Could you reproduce the entire hydroxysultaine article below word for word?

____ Selected passage

= Hydroxysultaine =

Class of chemical compounds

Amidopropyl Hydroxysultaine, R= long hydrophobic tail

Hydroxysultaines are chemical compounds used in high-foaming shampoos, bath products and shower gels especially in conjunction with ether sulfates and alkyl sulfates. They are also used in industrial applications where high, stable foam is required. Chemically, hydroxysultaines are zwitterionic, typically containing covalently linked positive and negative ions.

==Synthesis==
Hydroxysultaine is prepared industrially by the reaction of sodium bisulfite with epichlorohydrin to give the sodium salt (sodium 1-chloro-2-hydroxypropane sulfonate). This is similar to the synthesis of isethionate, which is also used as a 'head-group' in surfactants. It is typically combined with the rest of the surfactant molecule via a Menshutkin reaction with a tertiary amine.

==Properties==
Hydroxysultaines are also compatible with cationic surfactants and are stable over a wide pH range in soft or hard water. In addition to being used as a surfactant, hydroxysultaines are often used as antistatic agents.

________
____ Given records

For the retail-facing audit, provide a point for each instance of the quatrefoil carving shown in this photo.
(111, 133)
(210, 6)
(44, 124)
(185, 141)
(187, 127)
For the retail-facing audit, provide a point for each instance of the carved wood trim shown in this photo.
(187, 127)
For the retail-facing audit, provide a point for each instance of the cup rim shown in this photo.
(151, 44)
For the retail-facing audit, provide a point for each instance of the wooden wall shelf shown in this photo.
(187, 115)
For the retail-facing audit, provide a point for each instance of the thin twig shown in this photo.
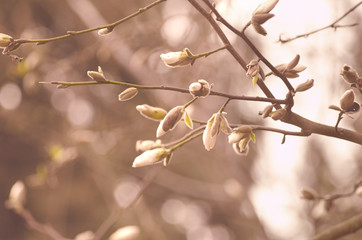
(332, 25)
(168, 88)
(250, 44)
(16, 43)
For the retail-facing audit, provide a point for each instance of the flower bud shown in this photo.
(279, 114)
(349, 74)
(105, 31)
(265, 7)
(150, 157)
(126, 233)
(97, 76)
(259, 29)
(261, 18)
(153, 113)
(178, 59)
(144, 145)
(5, 40)
(253, 68)
(347, 100)
(240, 133)
(305, 86)
(17, 196)
(128, 94)
(87, 235)
(266, 111)
(170, 121)
(201, 88)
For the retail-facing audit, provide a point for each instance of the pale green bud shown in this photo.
(5, 40)
(153, 113)
(170, 121)
(178, 59)
(126, 233)
(305, 86)
(150, 157)
(347, 101)
(17, 196)
(201, 88)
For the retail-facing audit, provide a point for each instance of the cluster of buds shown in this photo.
(240, 138)
(201, 88)
(291, 69)
(178, 59)
(214, 124)
(351, 76)
(5, 40)
(347, 102)
(261, 15)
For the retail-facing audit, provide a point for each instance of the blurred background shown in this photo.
(74, 147)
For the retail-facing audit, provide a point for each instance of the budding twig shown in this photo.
(332, 25)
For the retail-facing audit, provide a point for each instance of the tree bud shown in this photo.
(128, 94)
(144, 145)
(170, 121)
(261, 18)
(105, 31)
(347, 101)
(266, 111)
(150, 157)
(279, 114)
(17, 196)
(201, 88)
(153, 113)
(305, 86)
(5, 40)
(126, 233)
(349, 74)
(253, 68)
(177, 59)
(97, 76)
(265, 7)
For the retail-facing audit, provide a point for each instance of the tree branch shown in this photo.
(341, 229)
(332, 25)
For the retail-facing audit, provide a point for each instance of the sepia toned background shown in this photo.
(74, 147)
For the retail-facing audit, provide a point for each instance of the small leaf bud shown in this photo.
(5, 40)
(170, 121)
(201, 88)
(261, 18)
(278, 114)
(349, 74)
(305, 86)
(152, 113)
(347, 100)
(144, 145)
(105, 31)
(265, 7)
(128, 94)
(17, 196)
(178, 59)
(253, 68)
(266, 111)
(150, 157)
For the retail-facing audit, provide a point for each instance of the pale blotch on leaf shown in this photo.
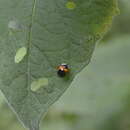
(37, 84)
(70, 5)
(20, 54)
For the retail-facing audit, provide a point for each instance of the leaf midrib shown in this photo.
(29, 43)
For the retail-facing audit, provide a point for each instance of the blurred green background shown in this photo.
(99, 97)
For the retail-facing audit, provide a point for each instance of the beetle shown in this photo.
(63, 69)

________

Expected answer:
= Hydroxysultaine =

Class of chemical compounds

Amidopropyl Hydroxysultaine, R= long hydrophobic tail

Hydroxysultaines are chemical compounds used in high-foaming shampoos, bath products and shower gels especially in conjunction with ether sulfates and alkyl sulfates. They are also used in industrial applications where high, stable foam is required. Chemically, hydroxysultaines are zwitterionic, typically containing covalently linked positive and negative ions.

==Synthesis==
Hydroxysultaine is prepared industrially by the reaction of sodium bisulfite with epichlorohydrin to give the sodium salt (sodium 1-chloro-2-hydroxypropane sulfonate). This is similar to the synthesis of isethionate, which is also used as a 'head-group' in surfactants. It is typically combined with the rest of the surfactant molecule via a Menshutkin reaction with a tertiary amine.

==Properties==
Hydroxysultaines are also compatible with cationic surfactants and are stable over a wide pH range in soft or hard water. In addition to being used as a surfactant, hydroxysultaines are often used as antistatic agents.